**Problema posto A:** Nel testo sul ritrovamento di Aldo Moro, a che ora l'Ansa confermò che era stato trovato morto?
**Problema posto B:** Ricopia senza modifiche il passo del testo sul ritrovamento di Aldo Moro da "Che si trattasse" a "e nel mondo.".

**Testo:**
################

Che si trattasse di lettere autentiche lo sostenevano i familiari. Lo pensavo anch’io, che vedevo in quelle lettere il veritiero ritratto di un uomo che, dietro un grande e sofferto e ammirevole patrimonio culturale, finalmente svelava un temperamento che, per quel poco che lo conoscevo, mi era apparso debole e insicuro. Fu uno dei pochi casi in cui un documento rimase per qualche minuto sul mio tavolo prima di essere trasmesso. Leggevo quelle frasi: “Siamo quasi all’ora zero. Mancano più secondi che minuti. Siamo al momento dell’eccidio”. Che fare? Poco dopo, quelle strazianti parole erano sulle telescriventi dei giornali in Italia e nel mondo.
Il 9 maggio alle 13.59 l’Ansa trasmise una notizia: “Un cadavere in una macchina è stato trovato in via Caetani, una traversa delle Botteghe Oscure”.
Alle 14.04:”L’on. Moro sarebbe la persona trovata morta”.
Alle 14.13: “È confermato che Aldo Moro è stato trovato morto in una Renault4 rossa in via Caetani”.

################

**Voci fornite:**

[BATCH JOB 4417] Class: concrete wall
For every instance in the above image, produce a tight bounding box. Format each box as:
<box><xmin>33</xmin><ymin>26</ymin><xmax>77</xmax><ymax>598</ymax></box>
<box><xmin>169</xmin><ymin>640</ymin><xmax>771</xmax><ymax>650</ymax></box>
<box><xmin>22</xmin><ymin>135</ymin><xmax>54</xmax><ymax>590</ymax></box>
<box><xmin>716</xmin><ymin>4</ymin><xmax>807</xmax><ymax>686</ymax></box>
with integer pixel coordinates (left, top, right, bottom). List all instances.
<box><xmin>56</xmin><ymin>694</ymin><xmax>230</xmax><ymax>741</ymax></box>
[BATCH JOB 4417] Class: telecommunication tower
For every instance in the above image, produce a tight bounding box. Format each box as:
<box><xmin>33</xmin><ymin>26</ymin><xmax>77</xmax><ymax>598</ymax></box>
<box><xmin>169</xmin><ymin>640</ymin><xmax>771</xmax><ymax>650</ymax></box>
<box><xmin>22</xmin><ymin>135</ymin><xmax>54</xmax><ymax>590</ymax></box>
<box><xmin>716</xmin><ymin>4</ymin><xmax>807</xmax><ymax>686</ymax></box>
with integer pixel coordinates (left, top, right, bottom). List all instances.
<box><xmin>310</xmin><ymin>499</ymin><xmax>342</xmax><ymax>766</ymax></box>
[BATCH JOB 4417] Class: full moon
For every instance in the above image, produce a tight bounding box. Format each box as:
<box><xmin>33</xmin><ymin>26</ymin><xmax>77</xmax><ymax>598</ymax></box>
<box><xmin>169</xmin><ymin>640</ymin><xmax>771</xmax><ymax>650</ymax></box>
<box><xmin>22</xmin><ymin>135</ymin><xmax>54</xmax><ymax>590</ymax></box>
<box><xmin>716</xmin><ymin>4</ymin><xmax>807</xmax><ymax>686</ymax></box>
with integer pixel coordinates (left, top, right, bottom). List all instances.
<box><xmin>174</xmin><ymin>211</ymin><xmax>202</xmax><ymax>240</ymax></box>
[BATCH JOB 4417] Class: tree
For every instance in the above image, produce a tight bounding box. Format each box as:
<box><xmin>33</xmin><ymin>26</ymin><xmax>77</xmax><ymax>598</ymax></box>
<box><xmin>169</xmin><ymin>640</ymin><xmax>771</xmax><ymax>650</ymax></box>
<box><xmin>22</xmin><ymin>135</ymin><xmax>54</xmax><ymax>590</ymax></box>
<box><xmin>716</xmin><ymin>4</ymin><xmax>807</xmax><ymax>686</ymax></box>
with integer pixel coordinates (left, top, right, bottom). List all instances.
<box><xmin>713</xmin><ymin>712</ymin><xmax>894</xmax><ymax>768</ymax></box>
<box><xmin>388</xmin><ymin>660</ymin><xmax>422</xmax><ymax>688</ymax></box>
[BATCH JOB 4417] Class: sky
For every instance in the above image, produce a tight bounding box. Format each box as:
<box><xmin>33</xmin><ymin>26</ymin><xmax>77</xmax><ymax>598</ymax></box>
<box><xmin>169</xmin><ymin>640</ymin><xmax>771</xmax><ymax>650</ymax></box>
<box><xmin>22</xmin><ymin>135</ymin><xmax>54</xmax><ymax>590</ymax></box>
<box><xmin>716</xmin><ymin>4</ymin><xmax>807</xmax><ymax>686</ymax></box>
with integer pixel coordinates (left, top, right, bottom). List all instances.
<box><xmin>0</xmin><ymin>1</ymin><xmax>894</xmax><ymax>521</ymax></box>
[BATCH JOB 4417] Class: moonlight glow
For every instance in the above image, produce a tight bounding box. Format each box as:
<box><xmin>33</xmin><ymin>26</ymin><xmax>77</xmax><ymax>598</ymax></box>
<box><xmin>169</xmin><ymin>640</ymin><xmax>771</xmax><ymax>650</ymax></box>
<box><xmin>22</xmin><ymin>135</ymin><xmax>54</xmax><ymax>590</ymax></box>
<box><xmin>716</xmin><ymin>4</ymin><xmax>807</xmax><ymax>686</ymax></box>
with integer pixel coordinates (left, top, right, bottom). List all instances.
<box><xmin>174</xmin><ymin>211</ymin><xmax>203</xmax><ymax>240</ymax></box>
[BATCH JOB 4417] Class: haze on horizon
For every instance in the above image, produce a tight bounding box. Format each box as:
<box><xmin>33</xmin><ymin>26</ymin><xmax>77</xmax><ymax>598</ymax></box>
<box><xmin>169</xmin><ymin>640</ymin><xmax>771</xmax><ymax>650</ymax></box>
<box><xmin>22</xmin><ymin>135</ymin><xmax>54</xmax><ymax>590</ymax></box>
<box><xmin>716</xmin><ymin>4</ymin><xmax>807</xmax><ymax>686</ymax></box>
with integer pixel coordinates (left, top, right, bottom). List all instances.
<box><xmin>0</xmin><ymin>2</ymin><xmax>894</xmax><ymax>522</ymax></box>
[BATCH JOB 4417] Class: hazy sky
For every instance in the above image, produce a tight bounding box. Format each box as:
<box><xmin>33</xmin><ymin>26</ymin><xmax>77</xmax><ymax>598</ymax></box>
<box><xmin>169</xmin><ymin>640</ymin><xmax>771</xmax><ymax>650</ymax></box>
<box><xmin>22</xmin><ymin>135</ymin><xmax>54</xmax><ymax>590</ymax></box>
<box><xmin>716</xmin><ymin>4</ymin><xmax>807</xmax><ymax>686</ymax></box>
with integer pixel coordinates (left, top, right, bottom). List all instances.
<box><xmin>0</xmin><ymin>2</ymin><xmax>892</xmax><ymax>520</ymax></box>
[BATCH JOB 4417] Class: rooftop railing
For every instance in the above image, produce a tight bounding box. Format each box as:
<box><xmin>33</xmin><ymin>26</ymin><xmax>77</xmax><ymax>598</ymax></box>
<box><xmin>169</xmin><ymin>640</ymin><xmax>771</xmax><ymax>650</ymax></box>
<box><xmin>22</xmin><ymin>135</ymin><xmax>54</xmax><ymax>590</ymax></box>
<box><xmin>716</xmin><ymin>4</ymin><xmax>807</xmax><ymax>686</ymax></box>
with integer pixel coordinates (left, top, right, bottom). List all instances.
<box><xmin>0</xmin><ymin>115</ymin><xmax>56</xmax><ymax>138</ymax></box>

################

**Risposta completa A:** Alle 14.13.

**Risposta completa B:**
Che si trattasse di lettere autentiche lo sostenevano i familiari. Lo pensavo anch’io, che vedevo in quelle lettere il veritiero ritratto di un uomo che, dietro un grande e sofferto e ammirevole patrimonio culturale, finalmente svelava un temperamento che, per quel poco che lo conoscevo, mi era apparso debole e insicuro. Fu uno dei pochi casi in cui un documento rimase per qualche minuto sul mio tavolo prima di essere trasmesso. Leggevo quelle frasi: “Siamo quasi all’ora zero. Mancano più secondi che minuti. Siamo al momento dell’eccidio”. Che fare? Poco dopo, quelle strazianti parole erano sulle telescriventi dei giornali in Italia e nel mondo.